• [Page extract]:
#####

My oldest daughter was too young to take on any "opinion" of Mommy having another baby when I was pregnant with my son, but my son was 2 when I was pregnant with my third (his sister).
It seems that the terrible two's accelerated with him more so than with his older sister who was 3 at this point.
Just as you described in your post, my son would do the same. It was half way through the pregnancy that I started catching on that half of what he was doing wasn't so much a normal act out of being 2, but it was more of a "Is Mommy still mine" type of behavior. But to confuse one more, he was still trying to be the "big boy".
Children can be challenging - that is a given. Understanding them is not always an option.
Be calm, loving, guiding, and and gentle. Talk, don't yell.
He's 2 years old. Give him a choice on Apple Juice or Juicy Juice for a drink. Give him simple choices for his age...but not for all subjects. If he's acting out, try this as it worked with my kids.

#####

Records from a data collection
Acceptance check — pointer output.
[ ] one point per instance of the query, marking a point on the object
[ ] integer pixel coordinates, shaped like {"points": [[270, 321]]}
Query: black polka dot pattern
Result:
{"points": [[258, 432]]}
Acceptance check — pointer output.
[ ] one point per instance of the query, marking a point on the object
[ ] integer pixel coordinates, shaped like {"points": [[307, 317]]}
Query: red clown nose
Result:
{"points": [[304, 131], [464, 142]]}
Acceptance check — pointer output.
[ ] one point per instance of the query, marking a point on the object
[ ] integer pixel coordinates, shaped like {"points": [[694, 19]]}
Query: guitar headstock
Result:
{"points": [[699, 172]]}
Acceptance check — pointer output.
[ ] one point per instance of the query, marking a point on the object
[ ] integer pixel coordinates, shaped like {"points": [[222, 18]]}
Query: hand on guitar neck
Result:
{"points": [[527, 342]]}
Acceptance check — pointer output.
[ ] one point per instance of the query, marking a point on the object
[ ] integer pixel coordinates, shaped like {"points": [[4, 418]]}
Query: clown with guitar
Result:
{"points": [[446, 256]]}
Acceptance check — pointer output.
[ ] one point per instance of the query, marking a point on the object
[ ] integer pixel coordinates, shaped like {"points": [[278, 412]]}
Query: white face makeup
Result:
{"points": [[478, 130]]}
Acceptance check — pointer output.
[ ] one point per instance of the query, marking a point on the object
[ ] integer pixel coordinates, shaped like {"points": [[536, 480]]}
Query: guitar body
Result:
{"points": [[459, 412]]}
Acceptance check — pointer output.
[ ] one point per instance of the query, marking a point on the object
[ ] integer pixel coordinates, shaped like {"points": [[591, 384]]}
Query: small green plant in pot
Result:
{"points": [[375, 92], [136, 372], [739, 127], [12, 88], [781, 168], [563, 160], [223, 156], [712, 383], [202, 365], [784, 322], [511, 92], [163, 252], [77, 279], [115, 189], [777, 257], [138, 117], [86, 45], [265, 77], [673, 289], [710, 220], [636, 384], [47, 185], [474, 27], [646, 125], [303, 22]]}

#####

Transcribe the full parenting post about a toddler's behavior during a pregnancy above, word for word.

My oldest daughter was too young to take on any "opinion" of Mommy having another baby when I was pregnant with my son, but my son was 2 when I was pregnant with my third (his sister).
It seems that the terrible two's accelerated with him more so than with his older sister who was 3 at this point.
Just as you described in your post, my son would do the same. It was half way through the pregnancy that I started catching on that half of what he was doing wasn't so much a normal act out of being 2, but it was more of a "Is Mommy still mine" type of behavior. But to confuse one more, he was still trying to be the "big boy".
Children can be challenging - that is a given. Understanding them is not always an option.
Be calm, loving, guiding, and and gentle. Talk, don't yell.
He's 2 years old. Give him a choice on Apple Juice or Juicy Juice for a drink. Give him simple choices for his age...but not for all subjects. If he's acting out, try this as it worked with my kids.